Dart Group’s annual report indicated that results for 1994 ranged from dramatic improvements at Trak Auto to modest increases at Crown Books. Both Crown Books and Trak Auto continued to close or convert smaller stores, concentrating on opening larger superstores. During 1994, Trak Auto initiated the Super Trak Warehouse format, with approximately 40,000 square feet offering over 165,000 auto parts, and Crown Books increased its superstore format to 15,000 square feet.
1995: Board Control
During 1995, both Crown Books and Trak Auto continued their transition to larger stores. In October, the dispute between Herbert and Ronald was settled and Ronald received $37.9 million for his Dart holdings. He agreed to resign his presidency and other executive positions and to sell all his stock back to the company, with a trustee to be given voting rights to the stock.

◆ Dataset extract ◆
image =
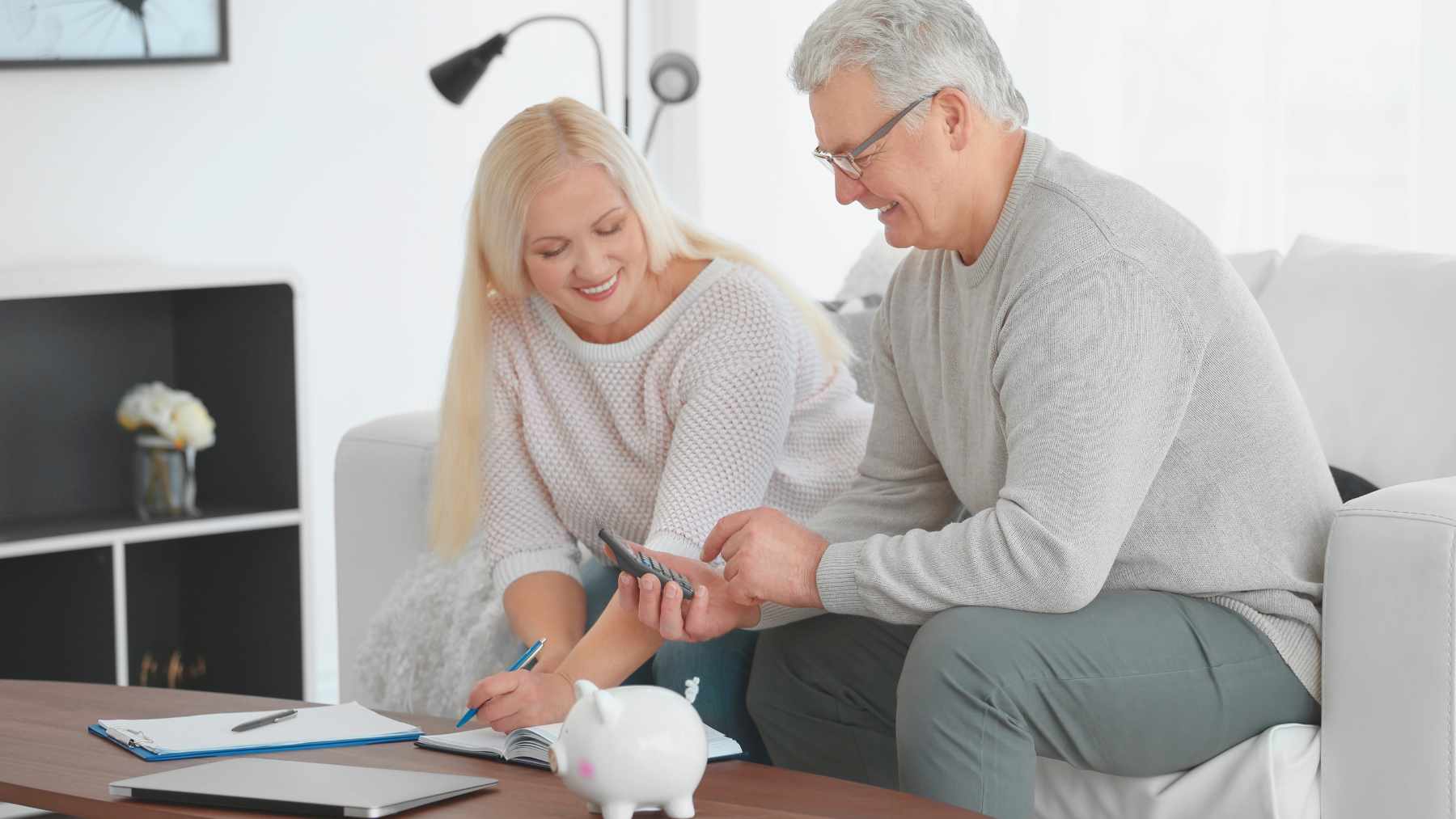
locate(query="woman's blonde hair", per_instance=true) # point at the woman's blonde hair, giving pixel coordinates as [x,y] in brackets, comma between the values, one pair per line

◆ Work instruction 1 ◆
Answer these questions using the Dart Group passage above.
(a) What store format did Trak Auto initiate during 1994?
(b) To how many square feet did Crown Books increase its superstore format?
(c) How much did Ronald receive for his Dart holdings?
◆ Work instruction 2 ◆
Copy word for word the stretch of the Dart Group passage from "1995: Board Control" through "to the stock.".

◆ Response box 1 ◆
(a) The Super Trak Warehouse format
(b) 15,000 square feet
(c) $37.9 million

◆ Response box 2 ◆
1995: Board Control
During 1995, both Crown Books and Trak Auto continued their transition to larger stores. In October, the dispute between Herbert and Ronald was settled and Ronald received $37.9 million for his Dart holdings. He agreed to resign his presidency and other executive positions and to sell all his stock back to the company, with a trustee to be given voting rights to the stock.